# Exercise prompt
Render every line of the items below as a JSON list of strings, one string per line, and leave out any blank lines.

Location labeling records:
'''

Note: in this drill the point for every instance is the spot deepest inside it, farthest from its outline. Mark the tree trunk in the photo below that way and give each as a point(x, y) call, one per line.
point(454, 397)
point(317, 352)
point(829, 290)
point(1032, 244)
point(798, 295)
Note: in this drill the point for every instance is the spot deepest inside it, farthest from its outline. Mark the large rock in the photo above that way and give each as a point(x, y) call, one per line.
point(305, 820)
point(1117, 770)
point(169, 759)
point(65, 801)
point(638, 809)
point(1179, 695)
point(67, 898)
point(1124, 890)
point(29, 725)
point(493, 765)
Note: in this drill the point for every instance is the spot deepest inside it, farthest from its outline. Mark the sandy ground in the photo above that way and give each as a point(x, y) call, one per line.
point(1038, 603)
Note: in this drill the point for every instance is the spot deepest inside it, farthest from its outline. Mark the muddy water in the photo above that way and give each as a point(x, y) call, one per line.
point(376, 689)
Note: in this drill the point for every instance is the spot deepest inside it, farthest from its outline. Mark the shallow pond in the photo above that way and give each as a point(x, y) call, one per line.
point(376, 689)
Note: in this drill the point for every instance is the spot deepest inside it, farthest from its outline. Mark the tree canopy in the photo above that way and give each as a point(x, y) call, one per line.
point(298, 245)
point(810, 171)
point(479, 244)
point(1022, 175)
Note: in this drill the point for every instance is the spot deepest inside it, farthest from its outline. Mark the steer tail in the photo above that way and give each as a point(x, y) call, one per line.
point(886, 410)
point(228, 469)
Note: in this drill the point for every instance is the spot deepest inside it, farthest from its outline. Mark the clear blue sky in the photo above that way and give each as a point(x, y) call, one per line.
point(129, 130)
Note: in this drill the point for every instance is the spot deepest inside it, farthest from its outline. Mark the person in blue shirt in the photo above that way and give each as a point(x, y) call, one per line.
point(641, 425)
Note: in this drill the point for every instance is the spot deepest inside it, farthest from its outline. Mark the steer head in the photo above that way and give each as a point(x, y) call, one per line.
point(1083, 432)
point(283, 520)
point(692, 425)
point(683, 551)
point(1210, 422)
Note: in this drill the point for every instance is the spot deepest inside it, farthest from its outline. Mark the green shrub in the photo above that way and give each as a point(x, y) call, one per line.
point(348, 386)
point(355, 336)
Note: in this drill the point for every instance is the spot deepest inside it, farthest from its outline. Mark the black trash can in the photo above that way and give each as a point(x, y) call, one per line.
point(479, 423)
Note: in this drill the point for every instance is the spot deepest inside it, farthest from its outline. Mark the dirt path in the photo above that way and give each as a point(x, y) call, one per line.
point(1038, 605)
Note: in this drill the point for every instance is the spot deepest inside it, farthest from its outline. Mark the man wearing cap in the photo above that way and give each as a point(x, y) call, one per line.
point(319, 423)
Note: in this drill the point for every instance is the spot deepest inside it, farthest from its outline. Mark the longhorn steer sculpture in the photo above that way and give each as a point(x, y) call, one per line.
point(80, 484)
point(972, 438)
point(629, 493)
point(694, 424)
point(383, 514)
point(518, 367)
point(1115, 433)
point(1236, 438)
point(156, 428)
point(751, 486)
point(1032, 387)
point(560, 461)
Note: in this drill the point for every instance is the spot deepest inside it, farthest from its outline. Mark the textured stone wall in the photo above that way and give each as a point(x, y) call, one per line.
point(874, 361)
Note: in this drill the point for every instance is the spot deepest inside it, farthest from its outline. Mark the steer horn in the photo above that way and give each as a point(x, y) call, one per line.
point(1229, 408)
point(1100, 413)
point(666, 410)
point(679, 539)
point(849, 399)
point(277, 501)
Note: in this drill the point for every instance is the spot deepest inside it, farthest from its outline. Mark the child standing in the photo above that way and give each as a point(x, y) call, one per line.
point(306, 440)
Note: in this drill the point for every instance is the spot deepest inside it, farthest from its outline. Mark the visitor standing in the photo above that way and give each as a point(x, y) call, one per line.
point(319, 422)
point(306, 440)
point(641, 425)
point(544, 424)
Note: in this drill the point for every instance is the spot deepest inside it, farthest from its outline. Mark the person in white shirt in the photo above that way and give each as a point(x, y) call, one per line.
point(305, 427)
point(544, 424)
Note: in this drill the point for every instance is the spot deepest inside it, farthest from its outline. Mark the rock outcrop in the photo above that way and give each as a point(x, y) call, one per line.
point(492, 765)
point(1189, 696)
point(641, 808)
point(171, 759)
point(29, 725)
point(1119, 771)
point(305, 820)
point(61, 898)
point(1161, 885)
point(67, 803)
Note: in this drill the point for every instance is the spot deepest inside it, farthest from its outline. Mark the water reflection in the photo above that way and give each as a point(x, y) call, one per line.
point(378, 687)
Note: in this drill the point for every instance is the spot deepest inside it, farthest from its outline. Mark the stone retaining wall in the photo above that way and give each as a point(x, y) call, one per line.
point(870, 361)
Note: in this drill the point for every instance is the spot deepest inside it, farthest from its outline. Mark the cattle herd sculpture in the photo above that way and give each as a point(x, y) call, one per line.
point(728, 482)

'''

# Worked answer
[
  "Note: in this drill the point for every instance is the spot deepest inside it, farthest from its outline. Mark the tree trunk in the photo below that way and give each as a point(x, y) call, one per line.",
  "point(454, 397)",
  "point(317, 352)",
  "point(829, 290)",
  "point(1032, 244)",
  "point(798, 295)",
  "Note: in this drill the point for every instance is the spot deepest inside it, farthest from its outline. Mark the large rock in the photo above that way and give each as a point(x, y) call, one per line.",
  "point(305, 820)",
  "point(1117, 770)",
  "point(169, 759)",
  "point(65, 801)",
  "point(638, 809)",
  "point(1179, 695)",
  "point(67, 898)",
  "point(1124, 890)",
  "point(29, 725)",
  "point(493, 765)",
  "Note: in this drill the point for every instance is the spot deepest inside it, farthest from its outline. Mark the sandy ground in the photo above that way and give each as a point(x, y) call, one per line.",
  "point(1038, 603)",
  "Note: in this drill the point for every instance is the spot deepest inside it, farthest from its outline. Mark the muddy water in the photo above that way and give each as a point(x, y) call, one per line.",
  "point(376, 689)",
  "Note: in this drill the point for every instance is the spot deepest inside it, farthest from its outline. Mark the shallow pond in the photo above that way and give each as a point(x, y) call, one per line.",
  "point(376, 689)",
  "Note: in this drill the point for every instance is the spot deepest inside it, farthest from its outline. Mark the tree canopy in the photo above that way and give each as a point(x, y) call, one per line.",
  "point(298, 245)",
  "point(810, 171)",
  "point(479, 244)",
  "point(1022, 175)",
  "Note: in this drill the point for every instance is the spot deepest inside it, farthest from its outline. Mark the steer tail in the photo above that way and give each as a point(x, y) call, one per line.",
  "point(886, 410)",
  "point(228, 469)",
  "Note: in this drill the point for every instance is the spot deepest inside it, farthest from its outline. Mark the clear blue sky in the photo above that way and give each as a point(x, y) call, one per line.",
  "point(129, 130)",
  "Note: in this drill the point for every instance is the spot deepest inside it, farthest from its outline. Mark the person in blue shirt in the photo above that way and give each as a point(x, y) call, one per line.",
  "point(641, 425)",
  "Note: in this drill the point for every instance is the spot deepest inside it, farthest from its outline. Mark the steer head in the photo above that way and give each as a point(x, y) call, one per line.",
  "point(1083, 432)",
  "point(283, 520)",
  "point(692, 425)",
  "point(683, 551)",
  "point(1210, 422)",
  "Note: in this drill the point for every instance is the spot deepest inside it, farthest from its outline. Mark the green shrub in the photo above that way and give each as a point(x, y) call, one per line.",
  "point(348, 386)",
  "point(355, 336)",
  "Note: in this drill the point for every instance is the spot deepest inside it, farthest from its outline. Mark the black trash can in the photo above that way and give each as a point(x, y) call, one per line.",
  "point(479, 423)",
  "Note: in this drill the point for every instance is the spot deepest inside it, farthest from its outline. Mark the dirt path in the photo above that way and give each as a point(x, y) call, one per line.",
  "point(1038, 605)",
  "Note: in this drill the point for every instance is the spot deepest inside it, farthest from its outline. Mark the man wearing cap in the photo above that way and give each as a point(x, y) call, one per line.",
  "point(319, 423)",
  "Note: in this drill the point for every instance is the spot deepest inside it, farthest from its outline. Mark the longhorn steer sculpture in the photo above that way and give each as a point(x, y) call, one per line.",
  "point(80, 484)",
  "point(972, 438)",
  "point(629, 493)",
  "point(694, 424)",
  "point(383, 514)",
  "point(518, 367)",
  "point(1115, 433)",
  "point(1236, 438)",
  "point(156, 428)",
  "point(751, 486)",
  "point(1032, 387)",
  "point(560, 461)",
  "Note: in this drill the point for every instance is the spot deepest inside it, farthest from its outline. Mark the textured stone wall in the photo above that way and give each as a point(x, y) call, one per line.",
  "point(874, 361)",
  "Note: in this drill the point for every instance is the spot deepest inside it, farthest from its outline. Mark the steer horn in the photo above that way and give each as a point(x, y) call, one per line.",
  "point(1229, 408)",
  "point(1100, 413)",
  "point(666, 410)",
  "point(679, 539)",
  "point(849, 399)",
  "point(277, 501)",
  "Note: in this drill the point for every instance is the spot deepest inside it, farthest from its outline. Mark the child standing in the photo above that way and give each as a point(x, y) call, one per line.",
  "point(306, 440)",
  "Note: in this drill the point for every instance is the spot deepest inside it, farthest from its outline. Mark the visitor standing in the photo above that way and give each as a point(x, y) call, one per line.",
  "point(319, 422)",
  "point(306, 440)",
  "point(641, 425)",
  "point(544, 424)",
  "Note: in this drill the point for every instance is the spot deepest inside it, farthest from its outline. Mark the person in white shirt in the photo above that way and give each as a point(x, y) call, one per line.",
  "point(305, 427)",
  "point(544, 424)",
  "Note: in this drill the point for every instance is the spot deepest inside it, farthest from its outline. Mark the rock outcrop in the photo above that way and give each as a point(x, y) call, one per line.",
  "point(492, 765)",
  "point(1189, 696)",
  "point(641, 808)",
  "point(171, 759)",
  "point(29, 725)",
  "point(1119, 771)",
  "point(305, 820)",
  "point(61, 898)",
  "point(1161, 885)",
  "point(67, 803)",
  "Note: in this drill the point for every instance is the spot deepest inside it, farthest from its outline. Mark the water reflection in the photo above that way and give each as a point(x, y) call, one per line.",
  "point(378, 687)",
  "Note: in this drill the point for every instance is the spot deepest inside it, farthest from its outline. Mark the stone retaining wall in the photo above that way and give each as a point(x, y) call, one per line.",
  "point(870, 361)",
  "Note: in this drill the point for every instance is the spot deepest inside it, farthest from its outline. Mark the cattle herd sculpture in the photo above that way and give each as a point(x, y) call, one per line.",
  "point(728, 482)"
]